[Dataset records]
┌──
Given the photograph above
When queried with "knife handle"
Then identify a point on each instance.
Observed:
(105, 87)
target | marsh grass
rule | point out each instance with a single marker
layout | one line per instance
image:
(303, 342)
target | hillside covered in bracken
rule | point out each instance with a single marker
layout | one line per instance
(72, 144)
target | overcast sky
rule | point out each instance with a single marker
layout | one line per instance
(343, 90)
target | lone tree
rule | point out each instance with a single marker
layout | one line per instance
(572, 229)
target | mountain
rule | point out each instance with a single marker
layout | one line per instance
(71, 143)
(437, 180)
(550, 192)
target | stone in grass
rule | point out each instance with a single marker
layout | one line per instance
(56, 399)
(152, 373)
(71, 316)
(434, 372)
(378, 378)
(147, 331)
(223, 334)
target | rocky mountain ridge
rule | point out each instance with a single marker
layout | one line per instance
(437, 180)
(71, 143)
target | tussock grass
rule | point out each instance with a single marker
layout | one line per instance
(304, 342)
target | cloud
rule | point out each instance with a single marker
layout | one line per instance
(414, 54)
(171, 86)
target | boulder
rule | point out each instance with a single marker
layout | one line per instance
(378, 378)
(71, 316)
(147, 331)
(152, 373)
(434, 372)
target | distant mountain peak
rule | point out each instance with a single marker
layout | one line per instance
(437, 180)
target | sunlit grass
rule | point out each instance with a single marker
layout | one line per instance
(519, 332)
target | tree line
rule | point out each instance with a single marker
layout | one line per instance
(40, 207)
└──
◆ **Activity**: Every entry above must be copied exactly.

◆ **Answer area**:
Given the photograph above
When queried with "knife handle"
Then identify a point on each instance.
Observed:
(105, 87)
target | marsh grass
rule | point out each instance with a single marker
layout | one line per instance
image:
(303, 342)
target | hillside covered in bracken
rule | point out each instance with a single marker
layout | one line per instance
(72, 144)
target | overcast sky
rule | point out each instance with a single marker
layout | one line per instance
(343, 90)
target | lone tree
rule | point out each instance with a single marker
layout | one line per instance
(572, 229)
target | mountain
rule | point out each instance with a single marker
layout | one line per instance
(71, 143)
(437, 180)
(550, 192)
target | stone in grass
rule | point out each instance with a single marker
layout | one line per instance
(56, 399)
(152, 373)
(71, 316)
(434, 372)
(378, 378)
(147, 331)
(223, 334)
target | rocky mountain ridge
rule | point out each instance with a single marker
layout | one line per instance
(437, 180)
(71, 143)
target | tussock grass
rule | point out each instance with a single marker
layout | one line per instance
(304, 342)
target | cloud
rule | point out each instance with a single marker
layout | one line per instance
(414, 54)
(171, 86)
target | boulder
rule | point out each instance with a single marker
layout | one line per instance
(378, 378)
(71, 316)
(147, 331)
(152, 373)
(434, 372)
target | distant mountain peak
rule | point out each instance with a single marker
layout | one line per instance
(437, 180)
target | sunlit grass
rule | point out each instance with a single marker
layout | one line per instance
(519, 332)
target | tree line
rule | point out each instance with a single marker
layout | one line per instance
(40, 207)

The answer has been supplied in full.